** Opening EXTRACTED MATERIAL block **
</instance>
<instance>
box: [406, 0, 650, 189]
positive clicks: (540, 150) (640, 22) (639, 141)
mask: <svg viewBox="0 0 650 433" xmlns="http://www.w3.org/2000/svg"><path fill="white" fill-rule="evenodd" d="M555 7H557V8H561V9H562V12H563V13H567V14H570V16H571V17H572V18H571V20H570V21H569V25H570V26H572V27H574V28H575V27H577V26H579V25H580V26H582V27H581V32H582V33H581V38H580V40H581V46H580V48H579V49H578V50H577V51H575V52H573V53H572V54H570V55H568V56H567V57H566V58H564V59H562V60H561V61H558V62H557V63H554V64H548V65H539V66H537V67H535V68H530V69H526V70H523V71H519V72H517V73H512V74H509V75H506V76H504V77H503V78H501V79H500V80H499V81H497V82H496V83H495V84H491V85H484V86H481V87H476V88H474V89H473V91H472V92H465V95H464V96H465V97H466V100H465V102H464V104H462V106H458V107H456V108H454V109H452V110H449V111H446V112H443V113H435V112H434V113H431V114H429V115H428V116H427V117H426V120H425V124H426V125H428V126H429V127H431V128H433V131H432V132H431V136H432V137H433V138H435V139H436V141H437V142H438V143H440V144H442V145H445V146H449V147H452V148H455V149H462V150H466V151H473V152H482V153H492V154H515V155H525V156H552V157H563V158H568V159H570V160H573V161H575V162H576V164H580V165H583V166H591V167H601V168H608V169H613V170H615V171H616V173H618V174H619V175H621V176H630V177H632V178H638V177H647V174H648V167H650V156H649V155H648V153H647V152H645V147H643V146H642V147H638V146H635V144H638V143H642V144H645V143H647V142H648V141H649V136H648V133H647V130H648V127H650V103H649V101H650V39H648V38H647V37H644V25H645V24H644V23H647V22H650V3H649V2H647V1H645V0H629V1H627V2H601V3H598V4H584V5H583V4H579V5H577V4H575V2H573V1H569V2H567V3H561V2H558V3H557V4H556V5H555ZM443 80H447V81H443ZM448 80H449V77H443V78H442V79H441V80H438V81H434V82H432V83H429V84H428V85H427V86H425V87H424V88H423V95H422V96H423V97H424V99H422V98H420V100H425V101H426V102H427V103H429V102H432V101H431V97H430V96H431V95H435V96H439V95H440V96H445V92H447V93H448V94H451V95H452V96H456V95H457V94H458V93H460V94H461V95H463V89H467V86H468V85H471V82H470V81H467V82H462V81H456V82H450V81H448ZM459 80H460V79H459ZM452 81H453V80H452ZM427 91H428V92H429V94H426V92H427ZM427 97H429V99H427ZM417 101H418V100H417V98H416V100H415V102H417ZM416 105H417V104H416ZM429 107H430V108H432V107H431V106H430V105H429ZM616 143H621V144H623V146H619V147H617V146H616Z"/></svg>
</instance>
** Closing EXTRACTED MATERIAL block **
> _TASK REQUIREMENTS_
Reproduce the data above verbatim, line by line, without altering any character.

> _RESPONSE FOR THIS EXERCISE_
</instance>
<instance>
box: [406, 0, 650, 189]
positive clicks: (540, 150) (640, 22) (639, 141)
mask: <svg viewBox="0 0 650 433" xmlns="http://www.w3.org/2000/svg"><path fill="white" fill-rule="evenodd" d="M555 7H557V8H561V9H562V12H563V13H567V14H570V16H571V17H572V18H571V20H570V21H569V25H570V26H572V27H574V28H575V27H577V26H579V25H580V26H582V27H581V32H582V33H581V38H580V40H581V46H580V48H579V49H578V50H577V51H575V52H573V53H572V54H570V55H568V56H567V57H566V58H564V59H562V60H561V61H558V62H557V63H554V64H548V65H539V66H537V67H535V68H530V69H526V70H523V71H519V72H517V73H512V74H509V75H506V76H504V77H503V78H501V79H500V80H499V81H497V82H496V83H495V84H491V85H484V86H481V87H476V88H474V89H473V91H472V92H465V95H464V96H465V97H466V100H465V102H464V104H462V106H458V107H456V108H454V109H452V110H449V111H446V112H443V113H435V112H434V113H431V114H429V115H428V116H427V117H426V120H425V124H426V125H428V126H429V127H431V128H433V131H432V132H431V136H432V137H433V138H435V139H436V141H437V142H438V143H440V144H442V145H445V146H449V147H452V148H455V149H462V150H466V151H473V152H482V153H492V154H515V155H525V156H552V157H563V158H568V159H570V160H573V161H575V162H576V164H580V165H583V166H591V167H601V168H608V169H613V170H615V171H616V173H618V174H619V175H621V176H630V177H632V178H638V177H647V174H648V167H650V156H649V155H648V153H647V152H645V147H643V146H642V147H638V146H635V144H638V143H642V144H645V143H647V142H648V141H649V136H648V133H647V130H648V127H650V103H649V101H650V39H648V38H647V37H644V25H645V24H644V23H647V22H650V3H649V2H647V1H645V0H629V1H627V2H601V3H598V4H584V5H583V4H579V5H577V4H575V2H573V1H569V2H567V3H561V2H558V3H557V4H556V5H555ZM443 80H447V81H443ZM448 80H449V77H443V78H442V79H441V80H438V81H434V82H432V83H429V84H428V85H427V86H425V87H424V88H423V95H422V96H423V97H424V99H422V98H420V100H425V101H426V102H427V103H429V102H432V101H431V97H430V96H431V95H435V96H439V95H440V96H445V92H447V93H448V94H451V95H452V96H456V95H457V94H458V93H460V94H461V95H463V89H467V86H468V85H471V82H470V81H467V82H462V81H456V82H450V81H448ZM459 80H460V79H459ZM452 81H453V80H452ZM427 91H428V92H429V94H426V92H427ZM427 97H429V99H427ZM417 101H418V100H417V98H416V100H415V102H417ZM416 105H417V104H416ZM429 107H430V108H432V107H431V106H430V105H429ZM616 143H621V144H623V146H619V147H617V146H616Z"/></svg>
</instance>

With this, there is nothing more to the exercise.